Nothing in this Agreement excludes or seeks to exclude our liability for death or personal injury caused by our negligence, or for fraud or fraudulent misrepresentation.
You further agree to:
In addition, we will not be liable by reason of any representation, implied warranty, condition or other term, or any duty at common law or under the express terms contained herein, for any loss of profit or any indirect, special or consequential loss, damage, costs, expenses or other claims (whether caused by our servants or agents or otherwise) in connection with the performance of our obligations under the Contract.
In the event of a breach or failure by us to execute our express obligations under this Contract, your remedies will be limited to damages, which in any event, will not exceed the fees and expenses paid by you for the Services in the preceding 6 month period.
You agree to indemnify us against all damages, costs, claims and expenses suffered by us where this is caused by you, or your agents or employees. We shall not be liable to you or any other person for any direct, indirect, or consequential damages, or for the loss of data, profit, or revenue arising out of or relating to this Contract, even if it has been advised of the possibility of such potential loss or damage.

*Record set*:
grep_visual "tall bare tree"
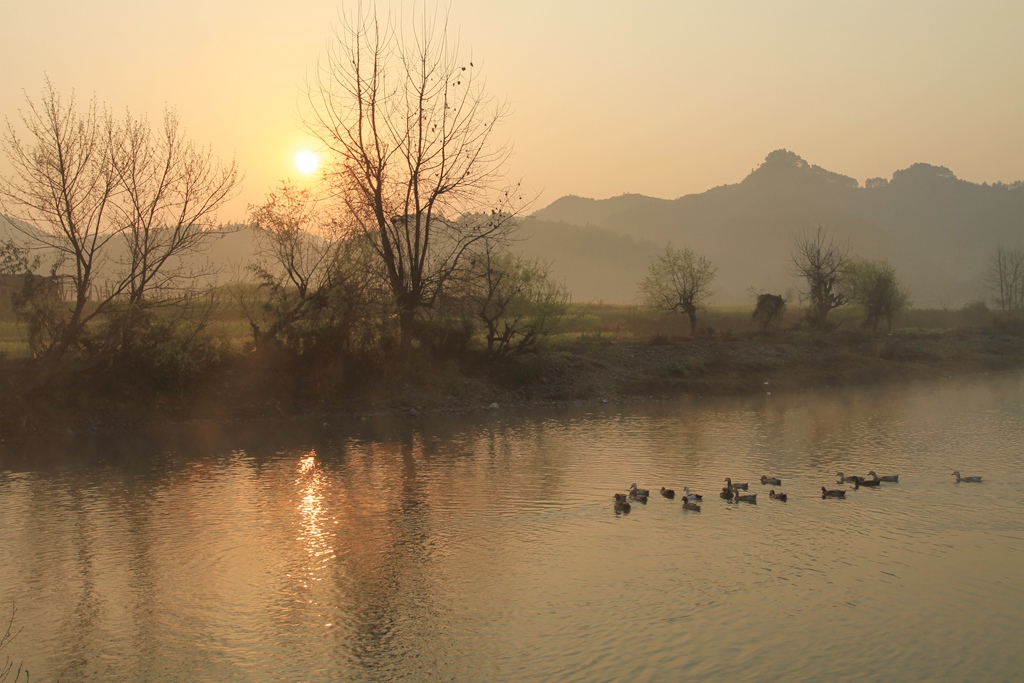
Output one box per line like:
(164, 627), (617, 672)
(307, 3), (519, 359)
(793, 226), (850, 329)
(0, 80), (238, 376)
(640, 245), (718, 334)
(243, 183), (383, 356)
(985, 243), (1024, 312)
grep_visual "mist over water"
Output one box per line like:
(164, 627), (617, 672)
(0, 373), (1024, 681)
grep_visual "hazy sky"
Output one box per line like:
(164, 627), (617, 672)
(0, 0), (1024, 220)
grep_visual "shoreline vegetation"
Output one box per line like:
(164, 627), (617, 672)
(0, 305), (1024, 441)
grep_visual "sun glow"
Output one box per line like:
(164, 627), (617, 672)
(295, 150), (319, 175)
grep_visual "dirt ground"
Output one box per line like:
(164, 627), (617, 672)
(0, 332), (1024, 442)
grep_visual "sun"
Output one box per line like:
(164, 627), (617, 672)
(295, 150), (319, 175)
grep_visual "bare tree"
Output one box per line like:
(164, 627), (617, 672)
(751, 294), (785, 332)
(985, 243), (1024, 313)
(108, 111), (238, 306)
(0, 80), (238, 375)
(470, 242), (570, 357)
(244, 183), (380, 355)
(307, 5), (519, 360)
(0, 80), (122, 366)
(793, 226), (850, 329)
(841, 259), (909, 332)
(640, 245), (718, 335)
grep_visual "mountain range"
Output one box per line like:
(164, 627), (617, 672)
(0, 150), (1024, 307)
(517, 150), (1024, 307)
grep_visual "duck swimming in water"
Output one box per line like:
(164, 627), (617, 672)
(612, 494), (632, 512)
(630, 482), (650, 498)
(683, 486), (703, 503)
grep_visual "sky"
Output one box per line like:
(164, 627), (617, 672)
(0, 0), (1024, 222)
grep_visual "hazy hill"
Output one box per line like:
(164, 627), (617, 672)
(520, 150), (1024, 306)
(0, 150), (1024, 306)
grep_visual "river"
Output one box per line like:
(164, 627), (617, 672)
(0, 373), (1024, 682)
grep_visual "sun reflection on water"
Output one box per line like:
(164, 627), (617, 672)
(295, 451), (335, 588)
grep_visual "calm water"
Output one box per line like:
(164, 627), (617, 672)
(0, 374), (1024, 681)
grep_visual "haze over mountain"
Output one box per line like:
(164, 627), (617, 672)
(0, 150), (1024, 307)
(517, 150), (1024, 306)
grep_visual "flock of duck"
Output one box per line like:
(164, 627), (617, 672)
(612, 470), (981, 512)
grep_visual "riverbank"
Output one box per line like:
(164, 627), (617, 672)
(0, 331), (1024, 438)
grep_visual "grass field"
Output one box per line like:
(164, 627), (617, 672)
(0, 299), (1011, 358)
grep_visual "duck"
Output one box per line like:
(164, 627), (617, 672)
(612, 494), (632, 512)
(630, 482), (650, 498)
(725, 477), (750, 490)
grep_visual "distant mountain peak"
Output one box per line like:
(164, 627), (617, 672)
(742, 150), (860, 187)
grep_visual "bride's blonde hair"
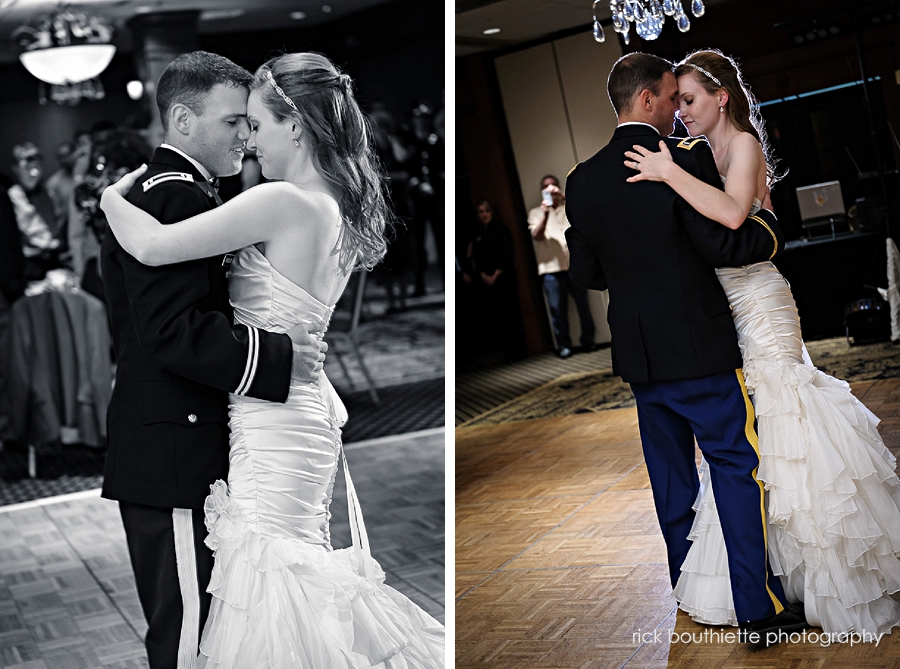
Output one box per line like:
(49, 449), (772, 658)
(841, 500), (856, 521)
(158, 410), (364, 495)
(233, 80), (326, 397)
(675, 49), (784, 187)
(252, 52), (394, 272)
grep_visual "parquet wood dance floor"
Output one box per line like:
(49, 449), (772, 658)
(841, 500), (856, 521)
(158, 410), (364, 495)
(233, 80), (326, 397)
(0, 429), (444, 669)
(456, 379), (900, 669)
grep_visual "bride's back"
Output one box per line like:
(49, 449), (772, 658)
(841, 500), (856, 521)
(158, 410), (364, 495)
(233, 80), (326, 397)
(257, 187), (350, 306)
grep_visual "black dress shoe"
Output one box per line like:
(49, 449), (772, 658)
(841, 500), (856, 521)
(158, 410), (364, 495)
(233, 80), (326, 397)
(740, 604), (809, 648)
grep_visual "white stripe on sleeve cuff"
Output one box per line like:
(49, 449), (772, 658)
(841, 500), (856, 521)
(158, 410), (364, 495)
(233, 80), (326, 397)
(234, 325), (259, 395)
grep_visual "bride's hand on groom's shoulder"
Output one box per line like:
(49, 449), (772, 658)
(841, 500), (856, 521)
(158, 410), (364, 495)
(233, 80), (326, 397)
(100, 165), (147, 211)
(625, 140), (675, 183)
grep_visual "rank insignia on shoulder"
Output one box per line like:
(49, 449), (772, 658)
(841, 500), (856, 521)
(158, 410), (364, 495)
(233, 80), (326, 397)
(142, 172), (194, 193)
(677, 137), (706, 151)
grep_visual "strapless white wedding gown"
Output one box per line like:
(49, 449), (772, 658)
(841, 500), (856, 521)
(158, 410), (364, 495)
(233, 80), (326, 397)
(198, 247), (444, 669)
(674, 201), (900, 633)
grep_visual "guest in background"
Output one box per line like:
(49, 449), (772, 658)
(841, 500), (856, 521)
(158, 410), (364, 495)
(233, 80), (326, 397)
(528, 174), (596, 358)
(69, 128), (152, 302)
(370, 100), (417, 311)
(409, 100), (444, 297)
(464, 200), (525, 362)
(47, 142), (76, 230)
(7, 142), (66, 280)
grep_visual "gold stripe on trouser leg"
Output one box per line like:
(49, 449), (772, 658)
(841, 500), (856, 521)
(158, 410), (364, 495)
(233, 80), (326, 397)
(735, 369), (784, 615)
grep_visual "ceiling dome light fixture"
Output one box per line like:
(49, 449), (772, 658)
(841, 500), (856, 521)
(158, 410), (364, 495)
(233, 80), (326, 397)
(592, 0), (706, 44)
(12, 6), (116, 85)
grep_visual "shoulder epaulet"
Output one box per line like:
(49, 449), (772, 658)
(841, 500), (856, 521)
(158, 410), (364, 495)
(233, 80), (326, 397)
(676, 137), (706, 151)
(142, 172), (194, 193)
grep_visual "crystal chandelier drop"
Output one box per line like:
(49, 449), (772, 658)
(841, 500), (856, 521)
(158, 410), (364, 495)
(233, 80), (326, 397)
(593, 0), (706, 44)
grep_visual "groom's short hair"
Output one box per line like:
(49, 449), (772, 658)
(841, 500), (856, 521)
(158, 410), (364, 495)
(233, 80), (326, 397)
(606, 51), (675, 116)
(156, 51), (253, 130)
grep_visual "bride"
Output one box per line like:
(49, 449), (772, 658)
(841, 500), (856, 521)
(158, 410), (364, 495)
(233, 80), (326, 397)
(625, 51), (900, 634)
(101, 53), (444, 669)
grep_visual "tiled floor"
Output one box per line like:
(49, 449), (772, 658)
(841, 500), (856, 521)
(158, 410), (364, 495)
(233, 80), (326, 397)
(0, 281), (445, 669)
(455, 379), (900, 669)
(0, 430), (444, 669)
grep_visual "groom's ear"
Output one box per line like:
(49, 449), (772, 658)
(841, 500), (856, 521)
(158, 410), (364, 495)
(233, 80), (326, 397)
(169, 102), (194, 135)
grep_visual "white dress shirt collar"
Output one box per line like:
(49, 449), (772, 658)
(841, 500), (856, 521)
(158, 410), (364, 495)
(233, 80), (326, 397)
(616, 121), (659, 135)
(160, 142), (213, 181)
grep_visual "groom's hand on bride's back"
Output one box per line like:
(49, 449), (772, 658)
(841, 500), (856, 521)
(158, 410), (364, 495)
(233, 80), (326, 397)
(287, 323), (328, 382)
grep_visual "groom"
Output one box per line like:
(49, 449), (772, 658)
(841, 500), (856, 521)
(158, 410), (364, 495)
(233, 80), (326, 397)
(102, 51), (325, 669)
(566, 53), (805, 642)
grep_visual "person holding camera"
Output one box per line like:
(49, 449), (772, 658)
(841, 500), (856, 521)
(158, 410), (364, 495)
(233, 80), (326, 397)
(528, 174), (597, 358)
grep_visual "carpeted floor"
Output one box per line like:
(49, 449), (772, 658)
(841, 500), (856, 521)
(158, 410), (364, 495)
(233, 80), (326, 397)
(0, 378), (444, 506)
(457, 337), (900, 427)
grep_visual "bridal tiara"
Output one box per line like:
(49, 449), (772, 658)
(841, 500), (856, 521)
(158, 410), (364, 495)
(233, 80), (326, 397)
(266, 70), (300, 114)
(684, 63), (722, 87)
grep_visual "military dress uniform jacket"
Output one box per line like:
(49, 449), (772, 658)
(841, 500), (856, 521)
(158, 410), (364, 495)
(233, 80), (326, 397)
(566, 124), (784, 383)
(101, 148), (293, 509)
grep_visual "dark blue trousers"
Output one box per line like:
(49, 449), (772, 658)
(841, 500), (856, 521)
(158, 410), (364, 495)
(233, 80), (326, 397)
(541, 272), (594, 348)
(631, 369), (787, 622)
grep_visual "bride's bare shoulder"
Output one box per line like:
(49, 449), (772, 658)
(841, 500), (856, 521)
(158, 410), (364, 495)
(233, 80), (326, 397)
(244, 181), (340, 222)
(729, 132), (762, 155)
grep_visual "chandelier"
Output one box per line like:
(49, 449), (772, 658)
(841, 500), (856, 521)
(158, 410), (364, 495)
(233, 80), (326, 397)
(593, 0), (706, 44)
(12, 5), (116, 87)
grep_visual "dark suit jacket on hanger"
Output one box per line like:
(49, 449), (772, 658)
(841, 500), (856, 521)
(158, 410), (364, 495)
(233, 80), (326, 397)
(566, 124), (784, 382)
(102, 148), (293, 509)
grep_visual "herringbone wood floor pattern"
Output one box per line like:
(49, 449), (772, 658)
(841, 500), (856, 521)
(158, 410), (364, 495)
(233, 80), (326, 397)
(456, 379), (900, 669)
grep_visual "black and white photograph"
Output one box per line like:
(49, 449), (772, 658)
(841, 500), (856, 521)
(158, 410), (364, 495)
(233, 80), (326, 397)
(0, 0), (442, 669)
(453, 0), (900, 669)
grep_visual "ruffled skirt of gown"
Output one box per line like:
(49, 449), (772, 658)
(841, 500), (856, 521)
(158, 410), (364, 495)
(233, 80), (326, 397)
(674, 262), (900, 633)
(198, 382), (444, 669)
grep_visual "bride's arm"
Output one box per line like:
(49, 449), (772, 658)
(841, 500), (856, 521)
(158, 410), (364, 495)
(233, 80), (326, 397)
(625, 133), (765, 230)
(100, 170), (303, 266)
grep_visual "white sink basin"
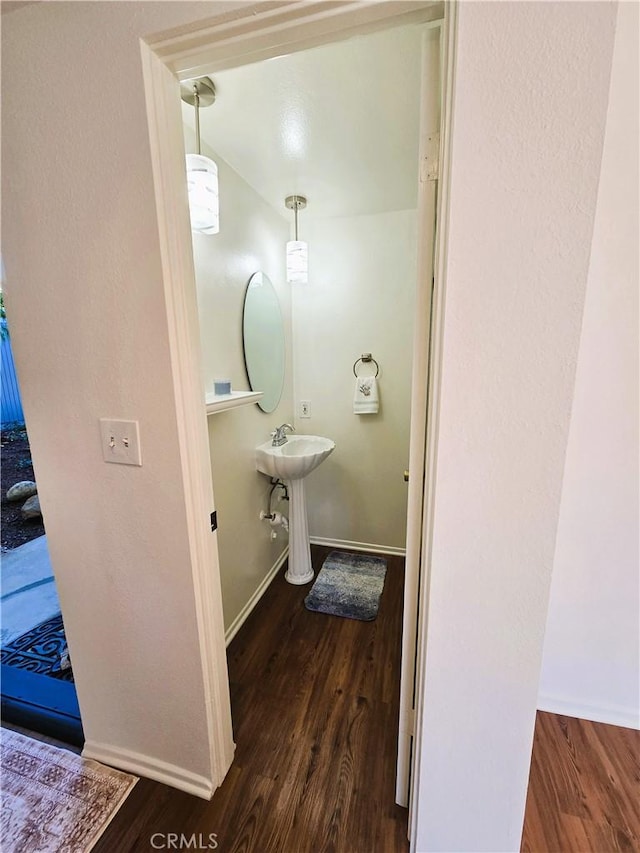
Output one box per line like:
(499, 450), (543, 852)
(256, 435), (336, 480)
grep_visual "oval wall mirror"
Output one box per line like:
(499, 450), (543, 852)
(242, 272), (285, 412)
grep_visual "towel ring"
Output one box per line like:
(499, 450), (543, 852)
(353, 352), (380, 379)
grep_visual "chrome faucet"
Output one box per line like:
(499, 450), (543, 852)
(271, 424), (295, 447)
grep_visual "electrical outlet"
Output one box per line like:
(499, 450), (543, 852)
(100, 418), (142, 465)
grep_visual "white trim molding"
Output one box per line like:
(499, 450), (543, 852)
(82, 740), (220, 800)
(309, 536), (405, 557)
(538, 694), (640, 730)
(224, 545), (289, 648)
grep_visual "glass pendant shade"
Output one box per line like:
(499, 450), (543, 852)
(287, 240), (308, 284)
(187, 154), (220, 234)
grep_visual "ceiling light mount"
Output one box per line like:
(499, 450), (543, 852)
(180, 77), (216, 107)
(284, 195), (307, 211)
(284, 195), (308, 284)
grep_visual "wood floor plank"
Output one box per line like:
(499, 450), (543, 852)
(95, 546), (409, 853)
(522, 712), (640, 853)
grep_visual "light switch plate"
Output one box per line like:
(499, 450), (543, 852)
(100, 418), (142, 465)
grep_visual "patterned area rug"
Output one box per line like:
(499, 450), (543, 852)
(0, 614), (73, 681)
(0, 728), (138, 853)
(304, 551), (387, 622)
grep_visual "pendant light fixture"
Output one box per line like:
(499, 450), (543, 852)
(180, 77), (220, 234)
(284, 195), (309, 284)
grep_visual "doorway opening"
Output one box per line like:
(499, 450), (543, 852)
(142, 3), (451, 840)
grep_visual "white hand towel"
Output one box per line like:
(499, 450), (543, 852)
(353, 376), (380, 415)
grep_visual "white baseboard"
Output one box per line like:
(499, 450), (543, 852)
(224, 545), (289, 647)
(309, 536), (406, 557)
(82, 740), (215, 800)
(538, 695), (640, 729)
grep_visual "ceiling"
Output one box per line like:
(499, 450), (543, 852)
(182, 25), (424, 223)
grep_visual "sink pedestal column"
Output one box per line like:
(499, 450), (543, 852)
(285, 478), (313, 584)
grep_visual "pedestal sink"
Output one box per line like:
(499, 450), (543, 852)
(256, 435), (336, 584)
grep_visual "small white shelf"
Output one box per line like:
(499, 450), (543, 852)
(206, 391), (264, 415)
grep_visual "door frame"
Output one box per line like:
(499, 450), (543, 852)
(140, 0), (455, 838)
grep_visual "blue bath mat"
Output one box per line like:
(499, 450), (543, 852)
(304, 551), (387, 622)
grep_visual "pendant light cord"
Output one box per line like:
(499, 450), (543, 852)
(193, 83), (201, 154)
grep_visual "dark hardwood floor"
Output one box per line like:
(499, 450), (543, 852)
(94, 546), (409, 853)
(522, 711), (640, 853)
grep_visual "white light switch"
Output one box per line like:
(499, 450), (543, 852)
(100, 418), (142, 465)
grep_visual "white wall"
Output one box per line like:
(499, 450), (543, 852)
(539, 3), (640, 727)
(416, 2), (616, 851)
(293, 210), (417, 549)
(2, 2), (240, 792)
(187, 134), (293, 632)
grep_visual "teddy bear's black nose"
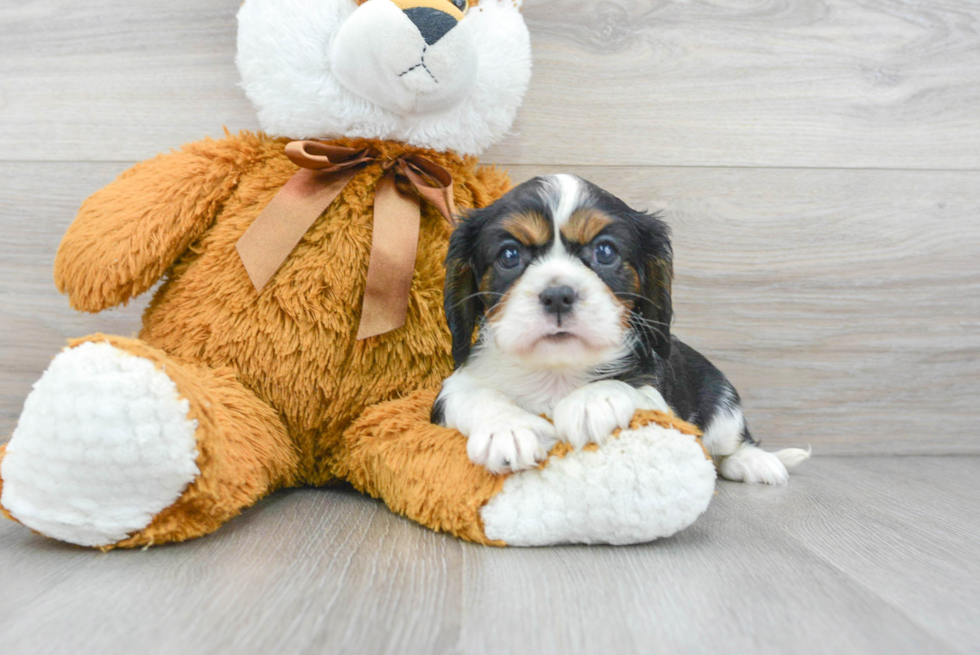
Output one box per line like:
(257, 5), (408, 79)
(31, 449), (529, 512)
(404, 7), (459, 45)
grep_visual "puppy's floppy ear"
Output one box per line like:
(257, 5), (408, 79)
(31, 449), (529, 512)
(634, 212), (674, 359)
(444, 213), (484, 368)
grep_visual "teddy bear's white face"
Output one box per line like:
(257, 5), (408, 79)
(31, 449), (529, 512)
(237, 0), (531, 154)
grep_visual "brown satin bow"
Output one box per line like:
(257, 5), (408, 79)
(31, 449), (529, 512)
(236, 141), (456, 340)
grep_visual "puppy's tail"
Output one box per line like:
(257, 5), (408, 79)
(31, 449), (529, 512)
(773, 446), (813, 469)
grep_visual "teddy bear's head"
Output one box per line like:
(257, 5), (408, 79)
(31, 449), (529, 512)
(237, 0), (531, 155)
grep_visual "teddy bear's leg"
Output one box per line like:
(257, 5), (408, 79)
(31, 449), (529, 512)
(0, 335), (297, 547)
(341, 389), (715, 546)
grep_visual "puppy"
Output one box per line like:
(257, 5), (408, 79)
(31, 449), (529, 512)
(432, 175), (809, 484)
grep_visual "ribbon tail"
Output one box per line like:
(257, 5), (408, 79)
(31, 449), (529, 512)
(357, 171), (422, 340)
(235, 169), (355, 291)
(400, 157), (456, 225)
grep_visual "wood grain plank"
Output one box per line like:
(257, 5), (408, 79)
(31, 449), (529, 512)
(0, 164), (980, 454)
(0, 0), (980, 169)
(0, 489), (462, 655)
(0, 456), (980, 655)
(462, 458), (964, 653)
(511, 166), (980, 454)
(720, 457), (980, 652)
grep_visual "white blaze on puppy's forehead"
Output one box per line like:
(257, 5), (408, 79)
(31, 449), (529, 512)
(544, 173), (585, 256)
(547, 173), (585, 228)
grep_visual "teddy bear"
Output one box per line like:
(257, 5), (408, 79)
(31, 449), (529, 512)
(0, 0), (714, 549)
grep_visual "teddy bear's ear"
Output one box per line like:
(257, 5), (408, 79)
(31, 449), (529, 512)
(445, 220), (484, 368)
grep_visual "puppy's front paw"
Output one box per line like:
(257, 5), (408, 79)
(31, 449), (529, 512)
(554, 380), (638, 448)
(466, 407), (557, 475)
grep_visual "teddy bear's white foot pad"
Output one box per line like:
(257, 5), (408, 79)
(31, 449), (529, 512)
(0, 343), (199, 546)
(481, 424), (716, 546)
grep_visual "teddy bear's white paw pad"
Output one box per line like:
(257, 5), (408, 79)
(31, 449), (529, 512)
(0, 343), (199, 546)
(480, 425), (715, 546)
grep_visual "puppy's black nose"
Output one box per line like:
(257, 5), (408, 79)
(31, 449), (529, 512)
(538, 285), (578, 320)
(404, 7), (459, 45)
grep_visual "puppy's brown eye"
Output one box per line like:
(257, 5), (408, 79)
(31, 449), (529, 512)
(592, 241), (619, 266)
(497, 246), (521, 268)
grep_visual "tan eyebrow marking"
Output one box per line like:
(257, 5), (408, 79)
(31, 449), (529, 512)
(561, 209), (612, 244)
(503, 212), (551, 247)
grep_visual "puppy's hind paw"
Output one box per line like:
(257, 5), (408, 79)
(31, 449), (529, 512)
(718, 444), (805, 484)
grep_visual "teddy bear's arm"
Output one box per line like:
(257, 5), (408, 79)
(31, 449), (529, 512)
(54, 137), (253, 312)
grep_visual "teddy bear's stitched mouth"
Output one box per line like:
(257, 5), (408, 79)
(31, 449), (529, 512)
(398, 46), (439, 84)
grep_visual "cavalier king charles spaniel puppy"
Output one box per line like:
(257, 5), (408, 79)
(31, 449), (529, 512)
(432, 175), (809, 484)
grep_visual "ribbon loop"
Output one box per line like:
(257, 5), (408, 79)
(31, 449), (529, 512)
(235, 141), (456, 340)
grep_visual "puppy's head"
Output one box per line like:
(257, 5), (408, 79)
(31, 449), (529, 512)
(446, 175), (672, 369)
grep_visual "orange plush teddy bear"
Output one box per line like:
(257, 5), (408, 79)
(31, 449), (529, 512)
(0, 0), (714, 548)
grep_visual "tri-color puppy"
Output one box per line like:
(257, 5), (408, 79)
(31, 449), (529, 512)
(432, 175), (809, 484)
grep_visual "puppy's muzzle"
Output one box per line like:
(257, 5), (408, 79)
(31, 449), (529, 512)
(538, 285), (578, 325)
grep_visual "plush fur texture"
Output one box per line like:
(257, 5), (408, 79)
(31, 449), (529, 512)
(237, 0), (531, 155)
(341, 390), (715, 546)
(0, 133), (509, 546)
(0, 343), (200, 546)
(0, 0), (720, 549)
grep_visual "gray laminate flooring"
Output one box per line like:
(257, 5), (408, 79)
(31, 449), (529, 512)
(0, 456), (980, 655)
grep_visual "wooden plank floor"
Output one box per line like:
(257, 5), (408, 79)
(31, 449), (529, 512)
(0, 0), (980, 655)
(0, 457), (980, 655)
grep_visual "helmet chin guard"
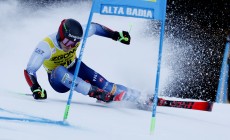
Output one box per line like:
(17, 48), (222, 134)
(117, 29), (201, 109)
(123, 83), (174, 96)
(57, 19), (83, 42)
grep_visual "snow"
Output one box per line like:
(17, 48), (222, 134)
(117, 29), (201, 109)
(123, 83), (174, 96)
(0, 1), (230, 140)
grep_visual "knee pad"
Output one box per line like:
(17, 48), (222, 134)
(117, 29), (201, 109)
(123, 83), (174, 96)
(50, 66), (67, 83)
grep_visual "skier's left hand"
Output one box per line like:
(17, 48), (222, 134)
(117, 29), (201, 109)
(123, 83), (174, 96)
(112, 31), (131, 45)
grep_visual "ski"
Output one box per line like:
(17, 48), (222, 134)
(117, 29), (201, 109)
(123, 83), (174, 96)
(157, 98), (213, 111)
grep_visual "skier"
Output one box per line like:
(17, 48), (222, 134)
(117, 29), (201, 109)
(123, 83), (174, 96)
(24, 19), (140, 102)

*What to work on*:
a) In the contract liability terms, what is the upper limit on damages if the provider fails to carry out its express obligations?
b) Write what comes next in the contract liability terms, starting after their last sentence.
The data comes from a different source than the text.

*Responses per task*:
a) Damages will not exceed the fees and expenses paid for the Services in the preceding 6 month period.

b)
Indemnification
You agree to hold harmless, defend and indemnify us, our employees, contractors, directors and agents, from and against any and all demands, claims, causes of action, fines, penalties, damages (including consequential), liabilities, judgments, and expenses (including without limitation reasonable attorneys’ fees) incurred in connection with or arising from any breach by Client or its employees, agents, guests, or invitees of this Contract.
If any action or proceeding is brought against us, our employees, contractors, directors or agents by reason of such claim for which you have indemnified us, you agree to, upon written demand from us, defend the same at your own expense, with counsel reasonably satisfactory to us.
Force Majeure
Neither Party shall be liable for any failure or delay in performing their obligations under the Contract where such failure or delay results from any cause that is beyond the reasonable control of that Party.
Such causes include, but are not limited to: power failure, internet service provider failure, strike, lockout, civil unrest, acts of malicious computer programs and code (including but not limited to viruses, Trojan horses, worms, malicious macros, and scripts), shortages, accidents, casualties, fire, flood, storms, earthquakes, acts of terrorism, acts of war, governmental action, epidemics or any other event beyond the control of the Party in question.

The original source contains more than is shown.